__Text for analysis__.

List of Contributors
Yoshiyuki Asakura, Honda Electronics Co., Ltd., Toyohashi, Aichi, Japan
Pak-Kon Choi, Department of Physics, Meiji University, Kawasaki, Kanagawa, Japan
Naoya Enomoto, Department of Applied Chemistry, Kyushu University, Fukuoka, Japan
Franz Grieser, School of Chemistry, University of Melbourne, Parkville, VIC, Australia
Hisashi Harada, Graduate School of Science and Engineering, Meisei University, Hino, Tokyo, Japan
Takahide Kimura, Department of Chemistry, Shiga University of Medical Science, Otsu, Shiga, Japan
Takashi Kondo, Department of Radiological Sciences, Graduate School of Medicine and Pharmaceutical Sciences, University of Toyama
Shinobu Koda, Department of Molecular Design and Engineering, Graduate School of Engineering, Nagoya University, Nagoya, Aichi, Japan
Hiroyasu Nomura, Department of Molecular Design and Engineering, Graduate School of Engineering, Nagoya University, Nagoya, Aichi, Japan
Kenji Okitsu, Graduate School of Engineering, Osaka Prefecture University, Sakai, Osaka, Japan
Shigemi Saito, School of Marine Science and Technology, Tokai University, Shizuoka, Japan
Keiji Yasuda, Department of Chemical Engineering, Graduate School of Engineering, Nagoya University, Nagoya, Aichi, Japan
Kyuichi Yasui, National Institute of Advanced Industrial Science and Technology (AIST), Nagoya, Aichi, Japan
Preface (English Edition)
This book has been written to provide a comprehensive but basic overview of how ultrasound can be used to initiate, enhance, and, in general, act on chemical reactions and systems. It aims to provide coverage of the field of sonochemistry at an introductory level more broadly than found in specialist monographs. As ultrasound reactors are widely used in both the laboratory and in commercial processes, the book provides a useful fundamental understanding on what lies behind the application in play.

__Exercise goal__. Extend the sonochemistry book preface above by a paragraph, starting after its last sentence.

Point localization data
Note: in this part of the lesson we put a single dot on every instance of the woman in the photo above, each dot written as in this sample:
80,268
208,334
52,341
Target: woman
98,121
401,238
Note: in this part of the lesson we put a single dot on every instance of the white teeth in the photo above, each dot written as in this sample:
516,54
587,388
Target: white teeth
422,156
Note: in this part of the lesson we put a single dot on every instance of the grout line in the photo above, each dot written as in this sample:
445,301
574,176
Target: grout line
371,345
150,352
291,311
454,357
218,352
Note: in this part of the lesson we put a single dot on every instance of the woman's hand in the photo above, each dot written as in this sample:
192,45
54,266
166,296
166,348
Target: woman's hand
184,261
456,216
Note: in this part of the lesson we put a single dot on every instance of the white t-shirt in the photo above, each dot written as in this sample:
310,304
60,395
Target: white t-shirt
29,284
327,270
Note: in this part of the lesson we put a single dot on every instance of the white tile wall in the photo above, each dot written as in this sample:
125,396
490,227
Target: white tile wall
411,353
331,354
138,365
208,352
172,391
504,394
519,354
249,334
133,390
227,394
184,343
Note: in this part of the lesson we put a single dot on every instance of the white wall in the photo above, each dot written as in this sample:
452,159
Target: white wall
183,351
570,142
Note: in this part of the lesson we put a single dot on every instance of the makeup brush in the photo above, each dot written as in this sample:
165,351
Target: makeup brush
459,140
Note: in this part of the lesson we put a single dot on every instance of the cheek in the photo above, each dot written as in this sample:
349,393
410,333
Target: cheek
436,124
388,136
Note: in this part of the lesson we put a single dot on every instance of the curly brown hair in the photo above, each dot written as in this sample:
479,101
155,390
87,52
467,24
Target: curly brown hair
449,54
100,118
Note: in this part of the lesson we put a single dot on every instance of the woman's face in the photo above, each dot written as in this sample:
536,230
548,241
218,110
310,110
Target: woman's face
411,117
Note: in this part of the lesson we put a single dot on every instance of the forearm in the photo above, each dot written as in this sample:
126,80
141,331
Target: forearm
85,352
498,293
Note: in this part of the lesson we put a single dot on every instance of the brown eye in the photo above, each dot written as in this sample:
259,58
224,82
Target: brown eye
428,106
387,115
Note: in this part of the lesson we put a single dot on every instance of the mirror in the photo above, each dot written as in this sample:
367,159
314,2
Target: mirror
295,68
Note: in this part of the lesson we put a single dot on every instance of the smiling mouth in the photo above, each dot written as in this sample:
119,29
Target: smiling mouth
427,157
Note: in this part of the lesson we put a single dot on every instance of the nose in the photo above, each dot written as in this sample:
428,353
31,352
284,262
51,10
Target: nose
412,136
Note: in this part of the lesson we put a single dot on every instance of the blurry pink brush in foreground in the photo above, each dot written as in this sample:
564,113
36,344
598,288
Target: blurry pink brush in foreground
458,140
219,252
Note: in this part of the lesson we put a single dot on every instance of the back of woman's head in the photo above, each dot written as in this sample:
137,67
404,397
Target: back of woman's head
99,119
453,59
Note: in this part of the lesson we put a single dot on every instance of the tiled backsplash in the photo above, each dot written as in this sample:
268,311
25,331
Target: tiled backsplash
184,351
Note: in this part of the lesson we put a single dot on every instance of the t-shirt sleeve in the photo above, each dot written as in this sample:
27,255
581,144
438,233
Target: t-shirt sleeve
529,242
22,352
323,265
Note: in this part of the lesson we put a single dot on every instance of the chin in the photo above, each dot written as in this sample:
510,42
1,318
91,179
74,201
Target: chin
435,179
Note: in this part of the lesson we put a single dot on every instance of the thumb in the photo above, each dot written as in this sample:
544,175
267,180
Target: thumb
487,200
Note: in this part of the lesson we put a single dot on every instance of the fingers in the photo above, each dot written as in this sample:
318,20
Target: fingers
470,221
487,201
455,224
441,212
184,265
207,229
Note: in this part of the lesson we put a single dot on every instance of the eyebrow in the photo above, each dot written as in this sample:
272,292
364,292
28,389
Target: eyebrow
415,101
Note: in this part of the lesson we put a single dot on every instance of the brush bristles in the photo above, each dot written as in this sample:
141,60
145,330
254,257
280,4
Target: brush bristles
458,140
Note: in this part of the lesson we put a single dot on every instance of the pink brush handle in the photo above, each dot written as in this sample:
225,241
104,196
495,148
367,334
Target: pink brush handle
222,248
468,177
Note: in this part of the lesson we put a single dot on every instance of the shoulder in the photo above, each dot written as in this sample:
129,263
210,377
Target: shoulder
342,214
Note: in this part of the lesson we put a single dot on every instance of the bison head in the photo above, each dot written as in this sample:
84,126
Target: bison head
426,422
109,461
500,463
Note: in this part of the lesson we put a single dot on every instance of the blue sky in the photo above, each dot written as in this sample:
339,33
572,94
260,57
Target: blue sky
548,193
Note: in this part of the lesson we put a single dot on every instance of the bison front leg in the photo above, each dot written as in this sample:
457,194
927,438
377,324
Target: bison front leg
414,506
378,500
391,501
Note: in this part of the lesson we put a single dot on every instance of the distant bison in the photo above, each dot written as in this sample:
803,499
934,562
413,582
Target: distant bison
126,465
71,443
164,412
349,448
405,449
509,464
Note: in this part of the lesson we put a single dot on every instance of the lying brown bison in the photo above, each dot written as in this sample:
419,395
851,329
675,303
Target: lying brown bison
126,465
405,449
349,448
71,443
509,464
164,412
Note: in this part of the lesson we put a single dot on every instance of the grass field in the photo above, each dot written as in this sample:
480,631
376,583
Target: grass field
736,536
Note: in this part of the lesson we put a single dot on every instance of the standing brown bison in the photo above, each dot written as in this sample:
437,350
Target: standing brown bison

__Answer to this exercise__.
The book is a carefully structured beginner's guide to acoustic cavitation phenomena, i.e., the formation and subsequent collapse of micro-bubbles in a liquid exposed to ultrasound. It sets out to consolidate what is known about how ultrasound acts on bubbles, and the chemical and physical consequences of its exposure to a broad range of systems. Ultrasound's chemical effects (sonochemistry) are caused by the radicals formed inside bubbles during their collapse (implosion) as a consequence of the extreme temperatures and pressures created within such bubbles. These free radicals are the basis of many chemical reactions, including electron transfer reactions, new stable compound formation, initiation of polymerization processes, as well as oxidation reactions leading to molecular degradation. The implosion of micro-bubbles also generates physical effects that come from fluid flow in the form of microstreaming, microjets of fluid, and flow from the shock waves produced.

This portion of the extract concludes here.